**ACTIVITY:** All the entries need to be duplicated exactly, with the pictures omitted.

**Dataset records:**

◇ ◇ ◇ ◇ ◇ ◇ ◇

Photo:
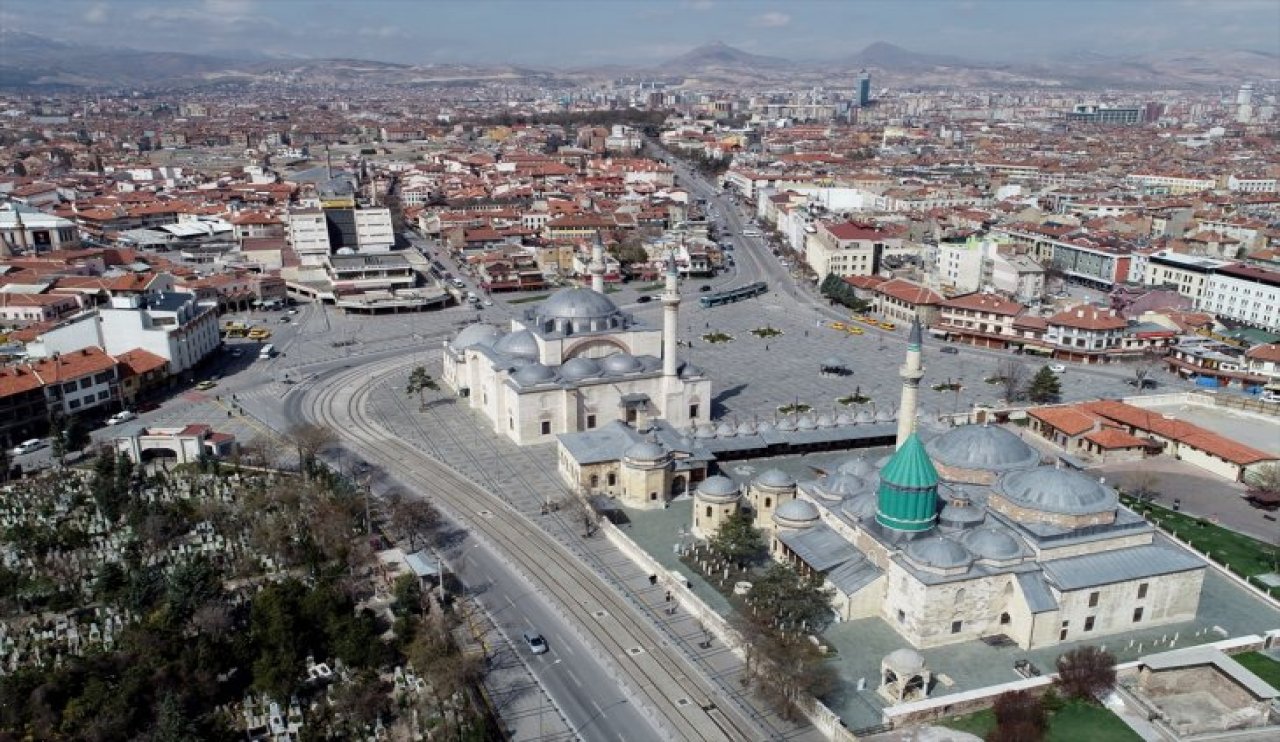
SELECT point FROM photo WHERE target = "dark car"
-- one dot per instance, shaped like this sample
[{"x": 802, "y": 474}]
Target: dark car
[{"x": 535, "y": 642}]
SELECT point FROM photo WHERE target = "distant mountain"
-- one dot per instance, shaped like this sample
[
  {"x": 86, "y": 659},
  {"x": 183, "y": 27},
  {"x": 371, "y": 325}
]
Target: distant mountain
[
  {"x": 891, "y": 56},
  {"x": 718, "y": 54}
]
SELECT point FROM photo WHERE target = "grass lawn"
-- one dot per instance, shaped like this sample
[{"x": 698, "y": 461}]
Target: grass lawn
[
  {"x": 1261, "y": 665},
  {"x": 1244, "y": 555},
  {"x": 1075, "y": 722}
]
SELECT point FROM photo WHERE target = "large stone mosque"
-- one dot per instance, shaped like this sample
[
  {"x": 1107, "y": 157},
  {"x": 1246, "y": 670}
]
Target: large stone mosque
[{"x": 965, "y": 536}]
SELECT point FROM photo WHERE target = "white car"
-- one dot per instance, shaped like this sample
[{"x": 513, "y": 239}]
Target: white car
[
  {"x": 122, "y": 416},
  {"x": 28, "y": 445}
]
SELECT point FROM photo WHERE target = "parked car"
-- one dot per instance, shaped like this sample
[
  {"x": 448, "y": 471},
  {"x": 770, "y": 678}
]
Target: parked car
[
  {"x": 28, "y": 445},
  {"x": 122, "y": 416},
  {"x": 535, "y": 641}
]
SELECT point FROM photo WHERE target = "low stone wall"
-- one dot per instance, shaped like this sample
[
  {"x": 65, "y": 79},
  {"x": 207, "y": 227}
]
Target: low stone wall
[{"x": 818, "y": 714}]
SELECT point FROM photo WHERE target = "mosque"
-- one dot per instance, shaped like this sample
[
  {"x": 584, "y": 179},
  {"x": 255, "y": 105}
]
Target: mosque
[
  {"x": 965, "y": 536},
  {"x": 576, "y": 362}
]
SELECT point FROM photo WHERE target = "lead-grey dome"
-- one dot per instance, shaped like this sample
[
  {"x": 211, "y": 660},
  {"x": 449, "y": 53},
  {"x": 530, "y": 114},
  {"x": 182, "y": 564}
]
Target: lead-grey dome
[
  {"x": 775, "y": 479},
  {"x": 645, "y": 450},
  {"x": 580, "y": 367},
  {"x": 621, "y": 363},
  {"x": 796, "y": 512},
  {"x": 982, "y": 447},
  {"x": 717, "y": 488},
  {"x": 576, "y": 303},
  {"x": 478, "y": 334},
  {"x": 941, "y": 552},
  {"x": 1056, "y": 490},
  {"x": 519, "y": 343},
  {"x": 991, "y": 544},
  {"x": 533, "y": 374}
]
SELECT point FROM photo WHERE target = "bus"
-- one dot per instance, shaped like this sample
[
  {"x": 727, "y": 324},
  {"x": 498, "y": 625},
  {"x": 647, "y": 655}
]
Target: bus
[{"x": 730, "y": 296}]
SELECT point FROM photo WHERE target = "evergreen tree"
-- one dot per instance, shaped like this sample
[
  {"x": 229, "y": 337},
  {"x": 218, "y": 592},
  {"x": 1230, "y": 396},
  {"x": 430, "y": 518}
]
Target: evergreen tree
[{"x": 1045, "y": 386}]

◇ ◇ ◇ ◇ ◇ ◇ ◇

**EXERCISE RESPONSE:**
Photo:
SELECT point FROM photo WHERE target = "dark car"
-- one dot per instance, shaped like this sample
[{"x": 802, "y": 474}]
Target: dark car
[{"x": 535, "y": 642}]
SELECT point FROM photo WHERE target = "distant mountain"
-- one dot per instance, shaped like this sample
[
  {"x": 86, "y": 659},
  {"x": 183, "y": 27},
  {"x": 371, "y": 325}
]
Target: distant mountain
[
  {"x": 891, "y": 56},
  {"x": 718, "y": 54}
]
SELECT point FROM photo WHERE target = "grass lawn"
-- one dot per instance, shaped like this sample
[{"x": 698, "y": 461}]
Target: grass lawn
[
  {"x": 1261, "y": 665},
  {"x": 1244, "y": 555},
  {"x": 1075, "y": 722}
]
SELECT point FROM photo WHERE target = "large stone mosque"
-- one dot per instance, shaped like this sample
[
  {"x": 1107, "y": 157},
  {"x": 1246, "y": 670}
]
Target: large stone mosque
[{"x": 965, "y": 536}]
SELECT point FROM photo WHERE target = "white car"
-- one dot per instance, shaped like this sample
[{"x": 513, "y": 239}]
Target: white car
[
  {"x": 122, "y": 416},
  {"x": 28, "y": 445}
]
SELECT point FROM photo WHERE target = "parked car"
-- one dot per instance, shaped like this sample
[
  {"x": 448, "y": 471},
  {"x": 770, "y": 678}
]
Target: parked car
[
  {"x": 28, "y": 445},
  {"x": 122, "y": 416},
  {"x": 535, "y": 641}
]
SELECT point FROM photo WHERE target = "low stone wall"
-- one dot per instance, shaped like this sample
[
  {"x": 65, "y": 79},
  {"x": 207, "y": 227}
]
Target: low stone wall
[{"x": 818, "y": 714}]
SELECT point FROM photo WHERE target = "mosque"
-- one dot per instance, shaped like this sample
[
  {"x": 584, "y": 179},
  {"x": 255, "y": 105}
]
Target: mosque
[
  {"x": 965, "y": 536},
  {"x": 576, "y": 362}
]
SELECT point FROM photo WHERE target = "lead-grey dome"
-- one dot per instance, shaped like this sample
[
  {"x": 211, "y": 660},
  {"x": 449, "y": 53},
  {"x": 530, "y": 114},
  {"x": 182, "y": 564}
]
Target: lead-grey dome
[
  {"x": 775, "y": 479},
  {"x": 645, "y": 450},
  {"x": 580, "y": 367},
  {"x": 621, "y": 363},
  {"x": 796, "y": 512},
  {"x": 982, "y": 447},
  {"x": 717, "y": 488},
  {"x": 576, "y": 303},
  {"x": 478, "y": 334},
  {"x": 941, "y": 552},
  {"x": 1056, "y": 490},
  {"x": 519, "y": 343},
  {"x": 991, "y": 544},
  {"x": 533, "y": 374}
]
SELECT point FROM photo WHERE target = "bus"
-- one dot per instance, shaped like this sample
[
  {"x": 727, "y": 324},
  {"x": 498, "y": 625},
  {"x": 647, "y": 655}
]
Target: bus
[{"x": 730, "y": 296}]
SELECT point FROM photo WHERE target = "evergreen tree"
-- one dot per instance, shaped like this sample
[
  {"x": 229, "y": 337},
  {"x": 218, "y": 592},
  {"x": 1230, "y": 396},
  {"x": 430, "y": 518}
]
Target: evergreen tree
[{"x": 1045, "y": 386}]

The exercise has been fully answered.